What the exercise asks:
Which lines in the data contain the word "balcony"? Report each of those lines in full.

Given data:
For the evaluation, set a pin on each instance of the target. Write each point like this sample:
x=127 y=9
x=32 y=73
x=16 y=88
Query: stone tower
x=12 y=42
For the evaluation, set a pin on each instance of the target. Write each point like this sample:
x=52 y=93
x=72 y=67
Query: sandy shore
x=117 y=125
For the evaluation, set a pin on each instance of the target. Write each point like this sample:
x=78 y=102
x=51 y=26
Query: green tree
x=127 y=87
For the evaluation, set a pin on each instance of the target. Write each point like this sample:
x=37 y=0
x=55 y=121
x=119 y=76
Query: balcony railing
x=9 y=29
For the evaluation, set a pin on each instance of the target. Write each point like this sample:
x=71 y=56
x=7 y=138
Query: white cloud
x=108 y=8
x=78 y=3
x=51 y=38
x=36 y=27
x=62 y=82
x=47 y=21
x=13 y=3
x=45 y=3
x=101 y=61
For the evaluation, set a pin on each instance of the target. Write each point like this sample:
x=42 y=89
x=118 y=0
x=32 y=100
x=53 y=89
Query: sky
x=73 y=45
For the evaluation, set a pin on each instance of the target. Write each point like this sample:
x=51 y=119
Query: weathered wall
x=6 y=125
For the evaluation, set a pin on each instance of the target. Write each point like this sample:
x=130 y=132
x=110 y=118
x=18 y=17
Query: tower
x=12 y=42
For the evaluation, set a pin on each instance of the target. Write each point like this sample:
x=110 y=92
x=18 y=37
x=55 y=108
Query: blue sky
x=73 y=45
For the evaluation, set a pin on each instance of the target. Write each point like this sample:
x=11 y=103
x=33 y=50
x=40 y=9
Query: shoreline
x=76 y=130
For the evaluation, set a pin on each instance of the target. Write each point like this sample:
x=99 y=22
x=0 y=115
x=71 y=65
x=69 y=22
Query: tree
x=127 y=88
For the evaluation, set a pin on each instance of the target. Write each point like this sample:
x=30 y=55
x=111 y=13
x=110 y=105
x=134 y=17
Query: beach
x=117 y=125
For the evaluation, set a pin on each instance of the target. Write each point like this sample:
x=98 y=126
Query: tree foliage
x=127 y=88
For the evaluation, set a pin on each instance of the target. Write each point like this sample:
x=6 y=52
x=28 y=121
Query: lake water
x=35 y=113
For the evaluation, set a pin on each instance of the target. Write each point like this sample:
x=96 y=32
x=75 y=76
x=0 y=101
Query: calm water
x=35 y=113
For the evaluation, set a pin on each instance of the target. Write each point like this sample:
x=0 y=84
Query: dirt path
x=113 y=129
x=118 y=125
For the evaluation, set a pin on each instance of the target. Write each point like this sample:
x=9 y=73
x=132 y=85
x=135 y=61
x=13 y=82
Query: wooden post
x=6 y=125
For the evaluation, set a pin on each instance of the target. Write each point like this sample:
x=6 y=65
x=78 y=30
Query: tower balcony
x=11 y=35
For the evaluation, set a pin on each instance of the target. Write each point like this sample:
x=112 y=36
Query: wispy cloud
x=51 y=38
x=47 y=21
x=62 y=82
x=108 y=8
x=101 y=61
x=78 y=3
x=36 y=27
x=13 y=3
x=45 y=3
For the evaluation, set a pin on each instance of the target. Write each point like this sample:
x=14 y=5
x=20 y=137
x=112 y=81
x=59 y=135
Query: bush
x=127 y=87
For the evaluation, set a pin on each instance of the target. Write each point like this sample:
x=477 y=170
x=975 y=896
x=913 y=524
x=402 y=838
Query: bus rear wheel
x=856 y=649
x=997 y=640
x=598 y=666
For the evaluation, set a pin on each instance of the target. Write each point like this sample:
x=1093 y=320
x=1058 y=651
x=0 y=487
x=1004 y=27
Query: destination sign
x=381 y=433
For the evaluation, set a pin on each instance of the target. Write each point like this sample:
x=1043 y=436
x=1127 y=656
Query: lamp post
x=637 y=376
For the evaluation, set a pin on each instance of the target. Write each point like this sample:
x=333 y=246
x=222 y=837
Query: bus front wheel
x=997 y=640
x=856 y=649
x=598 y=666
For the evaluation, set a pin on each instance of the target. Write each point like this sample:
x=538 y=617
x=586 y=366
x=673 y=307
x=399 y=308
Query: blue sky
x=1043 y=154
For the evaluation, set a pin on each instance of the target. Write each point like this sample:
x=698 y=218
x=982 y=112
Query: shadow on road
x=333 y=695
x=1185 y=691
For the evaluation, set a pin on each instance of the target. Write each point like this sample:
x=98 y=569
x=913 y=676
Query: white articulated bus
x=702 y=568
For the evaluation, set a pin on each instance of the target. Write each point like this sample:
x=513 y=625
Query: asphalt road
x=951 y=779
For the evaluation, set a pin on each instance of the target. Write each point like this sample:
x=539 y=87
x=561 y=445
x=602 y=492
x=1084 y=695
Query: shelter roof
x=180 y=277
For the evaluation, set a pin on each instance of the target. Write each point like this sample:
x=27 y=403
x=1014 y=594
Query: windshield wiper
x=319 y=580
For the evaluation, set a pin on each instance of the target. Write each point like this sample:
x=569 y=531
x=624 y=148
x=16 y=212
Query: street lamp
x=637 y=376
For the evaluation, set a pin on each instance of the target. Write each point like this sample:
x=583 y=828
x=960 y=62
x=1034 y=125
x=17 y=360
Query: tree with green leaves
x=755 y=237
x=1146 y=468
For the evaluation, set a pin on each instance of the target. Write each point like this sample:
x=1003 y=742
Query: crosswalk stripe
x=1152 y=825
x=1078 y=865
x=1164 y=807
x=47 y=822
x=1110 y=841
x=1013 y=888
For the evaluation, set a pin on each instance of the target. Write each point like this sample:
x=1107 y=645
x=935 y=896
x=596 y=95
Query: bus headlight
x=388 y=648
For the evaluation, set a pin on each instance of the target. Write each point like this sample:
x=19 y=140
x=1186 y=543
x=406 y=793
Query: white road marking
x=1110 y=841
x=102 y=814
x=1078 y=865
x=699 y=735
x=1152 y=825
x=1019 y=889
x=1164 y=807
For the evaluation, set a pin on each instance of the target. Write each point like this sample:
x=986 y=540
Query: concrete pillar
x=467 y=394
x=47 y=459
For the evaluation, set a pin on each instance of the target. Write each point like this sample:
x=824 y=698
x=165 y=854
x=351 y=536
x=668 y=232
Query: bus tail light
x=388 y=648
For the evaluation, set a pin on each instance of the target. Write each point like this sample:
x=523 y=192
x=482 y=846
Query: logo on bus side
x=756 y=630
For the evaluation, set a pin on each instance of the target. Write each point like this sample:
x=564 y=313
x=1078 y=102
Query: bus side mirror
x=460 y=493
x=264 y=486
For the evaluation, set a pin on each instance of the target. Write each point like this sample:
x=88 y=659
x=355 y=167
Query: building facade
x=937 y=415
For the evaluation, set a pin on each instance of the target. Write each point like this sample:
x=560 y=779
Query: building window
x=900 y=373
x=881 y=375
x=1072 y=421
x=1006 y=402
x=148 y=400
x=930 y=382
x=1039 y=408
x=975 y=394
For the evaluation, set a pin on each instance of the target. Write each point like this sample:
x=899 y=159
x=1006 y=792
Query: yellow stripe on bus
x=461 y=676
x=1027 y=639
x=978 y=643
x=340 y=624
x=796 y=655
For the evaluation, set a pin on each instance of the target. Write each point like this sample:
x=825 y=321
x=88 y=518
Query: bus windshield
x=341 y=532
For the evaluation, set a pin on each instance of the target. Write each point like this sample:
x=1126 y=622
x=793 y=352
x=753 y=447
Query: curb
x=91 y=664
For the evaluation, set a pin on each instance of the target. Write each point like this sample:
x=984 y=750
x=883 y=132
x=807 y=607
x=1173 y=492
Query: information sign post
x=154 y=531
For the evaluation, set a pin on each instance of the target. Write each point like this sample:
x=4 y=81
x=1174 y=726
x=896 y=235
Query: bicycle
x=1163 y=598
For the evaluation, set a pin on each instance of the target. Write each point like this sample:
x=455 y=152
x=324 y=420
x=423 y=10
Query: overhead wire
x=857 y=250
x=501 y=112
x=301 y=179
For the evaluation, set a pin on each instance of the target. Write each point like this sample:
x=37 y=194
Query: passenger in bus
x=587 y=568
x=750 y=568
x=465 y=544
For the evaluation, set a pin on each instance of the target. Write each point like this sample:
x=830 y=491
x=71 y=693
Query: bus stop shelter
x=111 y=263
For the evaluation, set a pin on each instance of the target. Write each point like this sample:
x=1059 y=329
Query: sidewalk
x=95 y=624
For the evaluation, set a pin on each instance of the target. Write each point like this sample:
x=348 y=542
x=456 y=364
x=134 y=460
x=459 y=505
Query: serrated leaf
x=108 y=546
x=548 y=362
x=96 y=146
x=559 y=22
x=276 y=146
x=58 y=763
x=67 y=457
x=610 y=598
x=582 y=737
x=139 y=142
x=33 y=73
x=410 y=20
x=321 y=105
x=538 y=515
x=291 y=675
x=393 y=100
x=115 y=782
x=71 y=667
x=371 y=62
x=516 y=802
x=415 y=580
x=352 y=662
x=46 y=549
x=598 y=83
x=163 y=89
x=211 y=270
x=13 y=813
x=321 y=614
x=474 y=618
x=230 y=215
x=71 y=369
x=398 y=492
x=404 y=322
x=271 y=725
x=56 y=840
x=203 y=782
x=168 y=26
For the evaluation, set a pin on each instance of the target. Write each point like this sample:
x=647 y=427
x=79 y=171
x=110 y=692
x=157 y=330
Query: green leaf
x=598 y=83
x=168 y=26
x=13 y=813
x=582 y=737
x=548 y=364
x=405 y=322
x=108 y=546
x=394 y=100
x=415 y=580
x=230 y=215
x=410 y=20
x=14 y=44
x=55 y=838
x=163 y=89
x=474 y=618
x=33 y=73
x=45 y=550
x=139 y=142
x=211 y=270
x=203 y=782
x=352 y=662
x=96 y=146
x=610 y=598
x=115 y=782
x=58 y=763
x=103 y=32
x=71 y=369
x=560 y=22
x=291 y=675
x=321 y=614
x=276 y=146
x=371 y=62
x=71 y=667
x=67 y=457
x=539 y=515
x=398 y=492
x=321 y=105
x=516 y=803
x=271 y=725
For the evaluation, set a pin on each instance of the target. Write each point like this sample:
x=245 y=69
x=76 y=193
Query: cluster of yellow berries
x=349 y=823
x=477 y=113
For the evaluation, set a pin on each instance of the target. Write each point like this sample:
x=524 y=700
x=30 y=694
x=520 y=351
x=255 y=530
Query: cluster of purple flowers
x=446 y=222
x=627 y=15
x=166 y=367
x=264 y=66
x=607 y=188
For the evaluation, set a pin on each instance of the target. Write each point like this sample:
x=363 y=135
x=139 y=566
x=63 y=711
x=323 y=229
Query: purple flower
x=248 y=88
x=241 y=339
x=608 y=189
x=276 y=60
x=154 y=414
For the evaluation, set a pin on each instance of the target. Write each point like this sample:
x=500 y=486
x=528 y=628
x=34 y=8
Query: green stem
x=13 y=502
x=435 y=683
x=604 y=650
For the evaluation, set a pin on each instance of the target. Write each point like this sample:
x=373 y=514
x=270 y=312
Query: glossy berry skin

The output:
Query: balcony railing
Query: tower balcony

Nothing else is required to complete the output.